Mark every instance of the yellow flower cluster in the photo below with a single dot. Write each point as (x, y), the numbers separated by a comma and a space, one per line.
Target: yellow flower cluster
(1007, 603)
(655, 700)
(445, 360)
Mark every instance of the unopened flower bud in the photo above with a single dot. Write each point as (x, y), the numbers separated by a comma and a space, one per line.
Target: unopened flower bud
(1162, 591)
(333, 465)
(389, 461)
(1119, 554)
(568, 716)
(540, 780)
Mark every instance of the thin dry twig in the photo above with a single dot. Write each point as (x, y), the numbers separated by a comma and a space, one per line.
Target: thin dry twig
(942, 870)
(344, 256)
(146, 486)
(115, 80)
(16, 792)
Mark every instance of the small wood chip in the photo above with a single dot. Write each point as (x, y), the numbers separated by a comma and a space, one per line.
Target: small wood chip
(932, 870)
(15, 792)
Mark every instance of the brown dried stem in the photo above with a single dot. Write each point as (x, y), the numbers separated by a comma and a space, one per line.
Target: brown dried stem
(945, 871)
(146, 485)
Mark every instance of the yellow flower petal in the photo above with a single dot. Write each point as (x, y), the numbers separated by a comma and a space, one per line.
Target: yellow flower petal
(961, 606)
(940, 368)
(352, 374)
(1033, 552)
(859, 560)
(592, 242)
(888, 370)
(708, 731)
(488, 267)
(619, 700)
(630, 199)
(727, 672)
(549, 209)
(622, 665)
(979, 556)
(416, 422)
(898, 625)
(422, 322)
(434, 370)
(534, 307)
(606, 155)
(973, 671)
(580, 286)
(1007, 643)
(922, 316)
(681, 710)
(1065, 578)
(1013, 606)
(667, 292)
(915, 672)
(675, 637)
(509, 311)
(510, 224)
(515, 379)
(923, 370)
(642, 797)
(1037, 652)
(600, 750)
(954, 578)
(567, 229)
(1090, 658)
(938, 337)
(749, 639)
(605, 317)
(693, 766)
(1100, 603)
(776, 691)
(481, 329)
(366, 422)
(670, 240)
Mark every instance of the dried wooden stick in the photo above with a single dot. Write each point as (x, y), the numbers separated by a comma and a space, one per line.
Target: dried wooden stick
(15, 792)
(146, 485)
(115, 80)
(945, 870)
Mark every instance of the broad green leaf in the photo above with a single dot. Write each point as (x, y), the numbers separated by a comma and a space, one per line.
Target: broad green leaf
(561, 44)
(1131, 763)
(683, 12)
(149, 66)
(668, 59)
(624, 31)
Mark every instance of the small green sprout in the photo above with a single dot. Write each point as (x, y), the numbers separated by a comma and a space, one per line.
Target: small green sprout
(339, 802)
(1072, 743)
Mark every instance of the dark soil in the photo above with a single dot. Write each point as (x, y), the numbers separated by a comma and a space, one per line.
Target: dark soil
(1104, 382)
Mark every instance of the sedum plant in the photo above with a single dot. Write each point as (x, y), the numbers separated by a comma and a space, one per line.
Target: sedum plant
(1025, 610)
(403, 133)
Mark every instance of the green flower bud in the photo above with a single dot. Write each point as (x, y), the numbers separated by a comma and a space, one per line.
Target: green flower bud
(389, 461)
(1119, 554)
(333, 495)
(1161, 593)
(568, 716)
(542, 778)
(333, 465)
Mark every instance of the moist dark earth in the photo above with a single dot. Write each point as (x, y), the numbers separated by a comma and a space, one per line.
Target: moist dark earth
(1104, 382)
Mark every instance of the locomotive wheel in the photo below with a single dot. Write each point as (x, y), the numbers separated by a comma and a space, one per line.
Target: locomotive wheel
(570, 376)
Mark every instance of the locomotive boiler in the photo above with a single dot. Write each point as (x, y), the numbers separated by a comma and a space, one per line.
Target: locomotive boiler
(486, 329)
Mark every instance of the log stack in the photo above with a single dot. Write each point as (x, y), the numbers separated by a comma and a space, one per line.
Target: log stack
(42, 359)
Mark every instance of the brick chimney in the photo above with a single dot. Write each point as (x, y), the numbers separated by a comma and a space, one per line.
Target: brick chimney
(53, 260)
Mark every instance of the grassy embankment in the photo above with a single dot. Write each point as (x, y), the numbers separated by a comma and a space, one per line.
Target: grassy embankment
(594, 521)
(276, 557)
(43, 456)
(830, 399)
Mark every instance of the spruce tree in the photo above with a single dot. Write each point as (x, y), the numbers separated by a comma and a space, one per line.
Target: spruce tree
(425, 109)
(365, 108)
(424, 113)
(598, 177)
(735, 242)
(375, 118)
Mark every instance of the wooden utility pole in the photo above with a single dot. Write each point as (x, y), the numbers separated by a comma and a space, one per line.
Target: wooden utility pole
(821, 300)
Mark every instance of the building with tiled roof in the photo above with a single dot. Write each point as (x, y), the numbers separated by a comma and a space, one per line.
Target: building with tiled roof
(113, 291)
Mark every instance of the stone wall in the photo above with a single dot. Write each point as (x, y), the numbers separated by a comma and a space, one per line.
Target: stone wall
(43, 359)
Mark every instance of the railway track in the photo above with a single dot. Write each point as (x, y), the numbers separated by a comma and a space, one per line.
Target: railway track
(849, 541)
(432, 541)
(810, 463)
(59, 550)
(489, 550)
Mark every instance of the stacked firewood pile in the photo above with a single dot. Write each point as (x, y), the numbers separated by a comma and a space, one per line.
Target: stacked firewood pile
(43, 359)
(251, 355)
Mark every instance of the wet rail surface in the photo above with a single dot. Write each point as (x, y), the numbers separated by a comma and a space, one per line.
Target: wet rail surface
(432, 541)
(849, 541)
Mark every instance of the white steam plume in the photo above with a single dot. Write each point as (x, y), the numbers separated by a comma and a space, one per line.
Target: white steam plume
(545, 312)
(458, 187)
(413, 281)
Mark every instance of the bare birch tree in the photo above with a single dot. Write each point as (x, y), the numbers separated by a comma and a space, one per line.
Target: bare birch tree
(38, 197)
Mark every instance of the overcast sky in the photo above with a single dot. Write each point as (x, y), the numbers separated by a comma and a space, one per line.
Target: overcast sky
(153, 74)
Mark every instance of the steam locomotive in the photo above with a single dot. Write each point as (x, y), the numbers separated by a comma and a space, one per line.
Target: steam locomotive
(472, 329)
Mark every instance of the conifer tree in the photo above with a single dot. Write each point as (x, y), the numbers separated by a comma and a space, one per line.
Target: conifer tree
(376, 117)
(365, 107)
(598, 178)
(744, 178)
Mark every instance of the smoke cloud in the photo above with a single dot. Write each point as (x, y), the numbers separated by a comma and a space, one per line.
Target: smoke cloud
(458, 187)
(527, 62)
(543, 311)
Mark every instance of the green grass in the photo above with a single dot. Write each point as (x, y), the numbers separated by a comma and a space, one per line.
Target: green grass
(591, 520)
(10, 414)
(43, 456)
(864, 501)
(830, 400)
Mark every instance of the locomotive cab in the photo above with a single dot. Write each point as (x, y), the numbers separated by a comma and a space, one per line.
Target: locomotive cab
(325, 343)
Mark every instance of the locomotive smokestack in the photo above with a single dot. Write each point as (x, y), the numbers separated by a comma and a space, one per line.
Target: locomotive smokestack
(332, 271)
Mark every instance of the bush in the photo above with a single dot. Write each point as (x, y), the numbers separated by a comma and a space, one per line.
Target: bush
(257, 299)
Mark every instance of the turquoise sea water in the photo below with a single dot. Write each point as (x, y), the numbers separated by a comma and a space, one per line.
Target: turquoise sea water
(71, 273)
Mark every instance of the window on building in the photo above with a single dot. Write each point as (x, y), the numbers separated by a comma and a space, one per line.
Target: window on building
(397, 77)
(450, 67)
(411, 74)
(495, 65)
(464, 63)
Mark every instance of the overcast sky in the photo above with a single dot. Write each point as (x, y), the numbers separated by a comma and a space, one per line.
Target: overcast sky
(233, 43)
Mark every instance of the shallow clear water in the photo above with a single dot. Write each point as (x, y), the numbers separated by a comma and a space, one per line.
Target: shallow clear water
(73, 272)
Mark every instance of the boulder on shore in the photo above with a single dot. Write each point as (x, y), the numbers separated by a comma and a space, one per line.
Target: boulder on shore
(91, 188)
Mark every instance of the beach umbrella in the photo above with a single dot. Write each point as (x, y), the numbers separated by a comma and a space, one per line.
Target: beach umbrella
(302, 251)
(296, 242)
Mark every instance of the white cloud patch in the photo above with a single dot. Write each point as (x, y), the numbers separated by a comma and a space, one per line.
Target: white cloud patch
————————
#### [WORK INSTRUCTION]
Write down only how many lines in the listing contain the word "patch".

#### [ANSWER SPACE]
2